**Problem:** Copy the stretch of records from the line containing "Point out the elephant's trunk" through the end of the records, keeping every line, and adjust each x and y coordinate in the answers by -150.

— Start of Dataset extract —

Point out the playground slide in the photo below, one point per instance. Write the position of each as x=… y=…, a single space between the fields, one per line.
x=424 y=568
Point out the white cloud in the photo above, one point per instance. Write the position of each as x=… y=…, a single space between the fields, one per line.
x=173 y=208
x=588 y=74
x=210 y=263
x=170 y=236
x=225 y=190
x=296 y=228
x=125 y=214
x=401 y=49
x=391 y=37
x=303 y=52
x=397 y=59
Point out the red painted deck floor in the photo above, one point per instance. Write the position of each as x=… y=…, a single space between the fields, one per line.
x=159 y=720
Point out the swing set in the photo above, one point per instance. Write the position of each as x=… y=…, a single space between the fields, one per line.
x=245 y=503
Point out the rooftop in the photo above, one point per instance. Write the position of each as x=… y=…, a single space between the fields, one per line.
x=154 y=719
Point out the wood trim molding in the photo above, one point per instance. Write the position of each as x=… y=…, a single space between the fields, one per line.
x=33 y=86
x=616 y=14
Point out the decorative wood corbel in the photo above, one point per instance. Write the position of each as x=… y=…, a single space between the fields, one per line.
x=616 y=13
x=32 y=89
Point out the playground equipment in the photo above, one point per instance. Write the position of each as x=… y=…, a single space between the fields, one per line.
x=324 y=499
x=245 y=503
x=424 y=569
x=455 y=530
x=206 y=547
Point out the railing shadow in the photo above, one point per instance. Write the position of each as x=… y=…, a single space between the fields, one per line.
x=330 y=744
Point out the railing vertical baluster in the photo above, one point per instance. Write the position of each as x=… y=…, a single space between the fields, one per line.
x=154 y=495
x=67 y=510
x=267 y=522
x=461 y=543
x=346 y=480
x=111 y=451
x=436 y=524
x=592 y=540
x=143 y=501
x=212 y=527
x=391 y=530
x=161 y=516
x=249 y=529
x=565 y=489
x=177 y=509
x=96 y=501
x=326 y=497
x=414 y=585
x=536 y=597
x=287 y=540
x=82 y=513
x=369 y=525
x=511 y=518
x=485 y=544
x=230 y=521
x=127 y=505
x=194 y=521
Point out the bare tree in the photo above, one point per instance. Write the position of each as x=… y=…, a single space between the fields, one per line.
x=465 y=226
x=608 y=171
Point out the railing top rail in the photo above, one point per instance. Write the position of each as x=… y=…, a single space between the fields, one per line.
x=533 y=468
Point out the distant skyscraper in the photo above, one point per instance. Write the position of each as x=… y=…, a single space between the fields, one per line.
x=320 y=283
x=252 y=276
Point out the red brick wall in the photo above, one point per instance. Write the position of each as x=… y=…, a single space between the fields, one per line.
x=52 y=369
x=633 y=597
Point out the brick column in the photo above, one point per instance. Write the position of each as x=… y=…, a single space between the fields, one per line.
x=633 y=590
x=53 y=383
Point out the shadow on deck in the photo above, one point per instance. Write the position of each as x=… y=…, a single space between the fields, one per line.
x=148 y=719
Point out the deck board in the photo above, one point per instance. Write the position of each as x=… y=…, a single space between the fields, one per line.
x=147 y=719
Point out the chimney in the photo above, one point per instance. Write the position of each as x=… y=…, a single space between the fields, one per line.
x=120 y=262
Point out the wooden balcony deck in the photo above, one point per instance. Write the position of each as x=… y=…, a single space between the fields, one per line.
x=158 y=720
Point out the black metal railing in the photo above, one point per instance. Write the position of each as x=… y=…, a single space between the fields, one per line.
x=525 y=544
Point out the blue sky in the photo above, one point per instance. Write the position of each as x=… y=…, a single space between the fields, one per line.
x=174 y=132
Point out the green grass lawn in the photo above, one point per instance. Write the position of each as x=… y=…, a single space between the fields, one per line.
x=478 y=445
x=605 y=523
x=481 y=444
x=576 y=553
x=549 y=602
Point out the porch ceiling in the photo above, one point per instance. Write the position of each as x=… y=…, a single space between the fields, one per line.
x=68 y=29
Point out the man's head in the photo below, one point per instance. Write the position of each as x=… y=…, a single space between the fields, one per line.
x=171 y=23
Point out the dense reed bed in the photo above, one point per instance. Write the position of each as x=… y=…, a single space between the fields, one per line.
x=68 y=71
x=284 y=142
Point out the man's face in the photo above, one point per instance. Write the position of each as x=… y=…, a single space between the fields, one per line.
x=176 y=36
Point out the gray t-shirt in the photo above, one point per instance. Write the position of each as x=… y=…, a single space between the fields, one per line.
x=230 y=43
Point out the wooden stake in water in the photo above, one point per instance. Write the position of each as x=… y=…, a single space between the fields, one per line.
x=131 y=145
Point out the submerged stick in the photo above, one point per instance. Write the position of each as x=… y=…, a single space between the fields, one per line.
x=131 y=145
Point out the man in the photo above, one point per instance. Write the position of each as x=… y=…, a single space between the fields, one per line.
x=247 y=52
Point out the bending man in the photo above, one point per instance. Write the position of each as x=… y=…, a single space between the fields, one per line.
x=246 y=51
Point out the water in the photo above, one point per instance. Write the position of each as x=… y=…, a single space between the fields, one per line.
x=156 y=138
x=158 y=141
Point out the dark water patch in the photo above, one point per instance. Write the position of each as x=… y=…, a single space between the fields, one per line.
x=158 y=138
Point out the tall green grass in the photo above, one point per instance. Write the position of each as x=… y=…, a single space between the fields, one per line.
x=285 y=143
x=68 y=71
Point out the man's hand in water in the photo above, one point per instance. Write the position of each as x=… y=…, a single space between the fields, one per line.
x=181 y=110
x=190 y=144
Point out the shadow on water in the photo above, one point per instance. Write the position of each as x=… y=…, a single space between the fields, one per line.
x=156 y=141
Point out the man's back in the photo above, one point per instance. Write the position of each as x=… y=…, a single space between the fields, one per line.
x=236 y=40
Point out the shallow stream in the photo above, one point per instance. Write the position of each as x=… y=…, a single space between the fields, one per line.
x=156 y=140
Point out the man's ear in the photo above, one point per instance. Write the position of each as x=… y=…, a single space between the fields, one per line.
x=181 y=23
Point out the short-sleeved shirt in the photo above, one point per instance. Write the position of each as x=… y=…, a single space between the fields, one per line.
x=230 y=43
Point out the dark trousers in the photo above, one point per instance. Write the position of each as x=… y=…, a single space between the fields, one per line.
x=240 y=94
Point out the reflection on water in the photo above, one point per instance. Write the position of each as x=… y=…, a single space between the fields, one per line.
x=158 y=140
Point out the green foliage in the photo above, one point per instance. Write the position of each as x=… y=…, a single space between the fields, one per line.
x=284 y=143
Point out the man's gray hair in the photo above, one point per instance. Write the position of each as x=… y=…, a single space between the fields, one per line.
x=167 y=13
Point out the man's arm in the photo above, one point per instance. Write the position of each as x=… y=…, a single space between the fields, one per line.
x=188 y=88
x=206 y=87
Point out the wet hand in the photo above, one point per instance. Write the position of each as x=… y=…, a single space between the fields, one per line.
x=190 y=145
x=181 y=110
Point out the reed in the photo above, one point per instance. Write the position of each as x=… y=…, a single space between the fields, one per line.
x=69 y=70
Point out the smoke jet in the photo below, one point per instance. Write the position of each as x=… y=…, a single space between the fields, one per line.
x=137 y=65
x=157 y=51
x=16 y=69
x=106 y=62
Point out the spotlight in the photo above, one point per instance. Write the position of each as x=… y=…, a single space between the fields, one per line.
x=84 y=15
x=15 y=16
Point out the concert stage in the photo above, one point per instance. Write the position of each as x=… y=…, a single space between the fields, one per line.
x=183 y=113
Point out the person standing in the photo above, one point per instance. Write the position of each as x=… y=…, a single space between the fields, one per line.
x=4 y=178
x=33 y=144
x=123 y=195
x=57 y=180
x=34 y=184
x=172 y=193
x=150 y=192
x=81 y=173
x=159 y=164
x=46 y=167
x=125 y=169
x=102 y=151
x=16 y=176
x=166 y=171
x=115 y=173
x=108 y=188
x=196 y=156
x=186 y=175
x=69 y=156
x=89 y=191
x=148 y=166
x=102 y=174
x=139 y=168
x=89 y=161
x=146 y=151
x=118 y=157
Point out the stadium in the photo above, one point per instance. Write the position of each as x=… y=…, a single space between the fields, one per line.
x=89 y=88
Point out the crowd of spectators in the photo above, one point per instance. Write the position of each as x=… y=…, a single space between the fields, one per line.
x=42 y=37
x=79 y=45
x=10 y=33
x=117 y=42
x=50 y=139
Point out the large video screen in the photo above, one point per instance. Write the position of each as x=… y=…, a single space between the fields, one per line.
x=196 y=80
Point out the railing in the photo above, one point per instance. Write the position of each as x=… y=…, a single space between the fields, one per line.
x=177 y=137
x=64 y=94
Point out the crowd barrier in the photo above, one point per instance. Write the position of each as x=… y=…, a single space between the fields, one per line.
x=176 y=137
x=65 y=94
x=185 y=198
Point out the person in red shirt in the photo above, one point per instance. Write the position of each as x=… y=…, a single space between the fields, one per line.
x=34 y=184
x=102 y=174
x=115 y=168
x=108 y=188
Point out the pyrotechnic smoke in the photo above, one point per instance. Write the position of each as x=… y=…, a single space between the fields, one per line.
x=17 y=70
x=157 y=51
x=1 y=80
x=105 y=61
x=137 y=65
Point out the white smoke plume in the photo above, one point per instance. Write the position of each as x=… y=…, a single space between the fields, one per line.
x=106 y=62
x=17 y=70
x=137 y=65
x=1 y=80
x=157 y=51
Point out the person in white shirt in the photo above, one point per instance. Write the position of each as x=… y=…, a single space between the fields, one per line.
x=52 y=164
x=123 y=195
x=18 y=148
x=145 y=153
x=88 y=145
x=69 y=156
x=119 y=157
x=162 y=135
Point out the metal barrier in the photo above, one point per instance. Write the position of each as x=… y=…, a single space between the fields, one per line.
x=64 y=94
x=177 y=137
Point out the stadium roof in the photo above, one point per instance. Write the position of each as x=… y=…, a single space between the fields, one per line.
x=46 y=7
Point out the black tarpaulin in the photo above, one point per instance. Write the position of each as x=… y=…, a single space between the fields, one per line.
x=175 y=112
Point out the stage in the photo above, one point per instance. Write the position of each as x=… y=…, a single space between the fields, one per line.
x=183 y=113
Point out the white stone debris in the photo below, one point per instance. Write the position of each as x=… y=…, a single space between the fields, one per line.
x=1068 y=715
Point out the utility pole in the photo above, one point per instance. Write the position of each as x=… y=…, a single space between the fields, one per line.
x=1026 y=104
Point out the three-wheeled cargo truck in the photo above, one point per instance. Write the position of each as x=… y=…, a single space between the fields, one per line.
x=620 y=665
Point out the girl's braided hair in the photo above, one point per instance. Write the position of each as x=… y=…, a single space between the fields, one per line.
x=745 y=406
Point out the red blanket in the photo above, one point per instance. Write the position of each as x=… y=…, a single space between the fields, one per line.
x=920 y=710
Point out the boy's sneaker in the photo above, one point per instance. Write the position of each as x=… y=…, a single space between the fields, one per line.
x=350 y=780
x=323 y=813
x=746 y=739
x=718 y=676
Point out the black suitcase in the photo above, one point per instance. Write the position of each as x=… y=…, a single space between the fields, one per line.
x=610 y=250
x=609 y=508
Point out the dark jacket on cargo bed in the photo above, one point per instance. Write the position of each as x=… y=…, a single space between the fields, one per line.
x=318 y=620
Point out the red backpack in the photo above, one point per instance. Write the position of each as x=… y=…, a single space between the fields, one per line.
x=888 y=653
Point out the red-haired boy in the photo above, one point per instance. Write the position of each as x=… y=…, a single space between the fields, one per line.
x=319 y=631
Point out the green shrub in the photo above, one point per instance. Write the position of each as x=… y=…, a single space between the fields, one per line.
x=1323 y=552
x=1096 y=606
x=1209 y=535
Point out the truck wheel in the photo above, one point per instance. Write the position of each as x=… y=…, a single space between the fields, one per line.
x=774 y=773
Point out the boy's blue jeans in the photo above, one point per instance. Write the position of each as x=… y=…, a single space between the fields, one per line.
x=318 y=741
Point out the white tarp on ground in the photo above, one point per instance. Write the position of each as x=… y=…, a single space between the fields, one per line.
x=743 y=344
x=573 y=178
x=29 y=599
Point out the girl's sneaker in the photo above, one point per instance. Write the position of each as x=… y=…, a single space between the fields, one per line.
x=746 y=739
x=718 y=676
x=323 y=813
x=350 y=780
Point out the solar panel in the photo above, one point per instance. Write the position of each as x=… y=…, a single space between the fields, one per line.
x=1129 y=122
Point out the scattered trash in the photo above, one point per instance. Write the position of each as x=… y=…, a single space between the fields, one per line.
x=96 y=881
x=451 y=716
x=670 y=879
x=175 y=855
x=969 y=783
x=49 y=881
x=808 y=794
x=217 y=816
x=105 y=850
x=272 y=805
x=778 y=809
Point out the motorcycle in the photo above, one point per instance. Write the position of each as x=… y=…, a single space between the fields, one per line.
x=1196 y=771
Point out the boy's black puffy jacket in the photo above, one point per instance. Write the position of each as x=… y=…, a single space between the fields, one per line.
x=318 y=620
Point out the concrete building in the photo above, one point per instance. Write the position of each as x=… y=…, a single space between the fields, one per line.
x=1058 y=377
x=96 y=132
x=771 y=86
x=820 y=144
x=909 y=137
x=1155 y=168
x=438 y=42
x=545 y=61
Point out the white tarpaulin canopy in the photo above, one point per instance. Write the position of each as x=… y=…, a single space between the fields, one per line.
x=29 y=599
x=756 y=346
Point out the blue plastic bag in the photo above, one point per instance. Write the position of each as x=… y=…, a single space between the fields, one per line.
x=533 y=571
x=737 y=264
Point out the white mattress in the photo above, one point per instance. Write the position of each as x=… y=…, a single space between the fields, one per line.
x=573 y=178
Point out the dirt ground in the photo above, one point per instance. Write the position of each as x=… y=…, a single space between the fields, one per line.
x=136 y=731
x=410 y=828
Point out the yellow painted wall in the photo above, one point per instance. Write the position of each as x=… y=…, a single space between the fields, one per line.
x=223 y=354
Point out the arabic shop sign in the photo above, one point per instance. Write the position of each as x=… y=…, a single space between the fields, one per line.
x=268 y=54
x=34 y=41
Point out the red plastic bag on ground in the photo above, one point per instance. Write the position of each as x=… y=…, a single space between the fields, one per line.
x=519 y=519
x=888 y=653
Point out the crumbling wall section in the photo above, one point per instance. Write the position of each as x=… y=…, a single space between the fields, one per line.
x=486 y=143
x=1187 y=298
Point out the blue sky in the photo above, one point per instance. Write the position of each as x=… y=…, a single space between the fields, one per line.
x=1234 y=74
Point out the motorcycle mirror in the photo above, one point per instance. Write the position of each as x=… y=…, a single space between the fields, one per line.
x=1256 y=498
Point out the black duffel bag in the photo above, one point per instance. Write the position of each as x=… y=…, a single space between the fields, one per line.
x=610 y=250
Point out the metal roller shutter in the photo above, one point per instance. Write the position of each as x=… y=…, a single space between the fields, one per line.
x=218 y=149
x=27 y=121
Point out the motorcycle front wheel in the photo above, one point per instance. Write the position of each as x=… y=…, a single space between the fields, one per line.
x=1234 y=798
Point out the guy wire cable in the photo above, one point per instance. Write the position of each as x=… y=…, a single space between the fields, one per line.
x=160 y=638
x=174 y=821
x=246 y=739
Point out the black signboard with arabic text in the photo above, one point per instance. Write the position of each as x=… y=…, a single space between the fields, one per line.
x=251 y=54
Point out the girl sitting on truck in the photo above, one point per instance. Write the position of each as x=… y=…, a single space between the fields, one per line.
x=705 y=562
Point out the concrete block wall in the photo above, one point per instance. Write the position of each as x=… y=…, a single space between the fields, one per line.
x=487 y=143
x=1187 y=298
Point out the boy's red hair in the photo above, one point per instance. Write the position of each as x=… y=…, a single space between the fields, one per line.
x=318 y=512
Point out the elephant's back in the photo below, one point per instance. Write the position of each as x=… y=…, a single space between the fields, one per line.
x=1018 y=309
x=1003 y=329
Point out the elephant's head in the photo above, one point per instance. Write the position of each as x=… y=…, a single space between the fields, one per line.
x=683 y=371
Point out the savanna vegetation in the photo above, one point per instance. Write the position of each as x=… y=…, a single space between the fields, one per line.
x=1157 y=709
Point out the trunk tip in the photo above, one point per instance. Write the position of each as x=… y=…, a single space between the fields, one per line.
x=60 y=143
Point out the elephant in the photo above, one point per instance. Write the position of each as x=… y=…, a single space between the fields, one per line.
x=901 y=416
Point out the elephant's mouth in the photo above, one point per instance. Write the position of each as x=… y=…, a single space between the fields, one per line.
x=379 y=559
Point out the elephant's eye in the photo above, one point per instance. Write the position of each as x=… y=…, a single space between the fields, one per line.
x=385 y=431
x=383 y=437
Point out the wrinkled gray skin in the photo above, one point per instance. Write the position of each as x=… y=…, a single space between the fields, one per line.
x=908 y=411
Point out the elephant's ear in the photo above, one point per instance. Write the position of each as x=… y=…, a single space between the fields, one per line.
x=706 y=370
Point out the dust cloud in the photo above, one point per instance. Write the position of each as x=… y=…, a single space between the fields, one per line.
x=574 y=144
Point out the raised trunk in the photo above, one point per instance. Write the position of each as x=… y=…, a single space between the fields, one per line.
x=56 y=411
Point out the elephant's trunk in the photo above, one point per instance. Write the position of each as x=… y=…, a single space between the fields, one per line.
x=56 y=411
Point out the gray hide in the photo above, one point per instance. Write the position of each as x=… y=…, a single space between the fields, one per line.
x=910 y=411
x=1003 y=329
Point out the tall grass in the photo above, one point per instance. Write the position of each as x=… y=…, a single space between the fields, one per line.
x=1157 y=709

— End of Dataset extract —

**Reply:**
Point out the elephant's trunk in the photo above, one point per instance. Write the position of each as x=… y=…, a single space between the fields, one per line.
x=-94 y=261
Point out the gray hide in the photo above, one point per instance. Write the position of each as x=… y=…, a single space between the fields, one per line.
x=760 y=261
x=853 y=179
Point out the tall grass in the photo above, one point per instance. Write the position of each as x=… y=…, a single space between the fields, one per line.
x=1007 y=559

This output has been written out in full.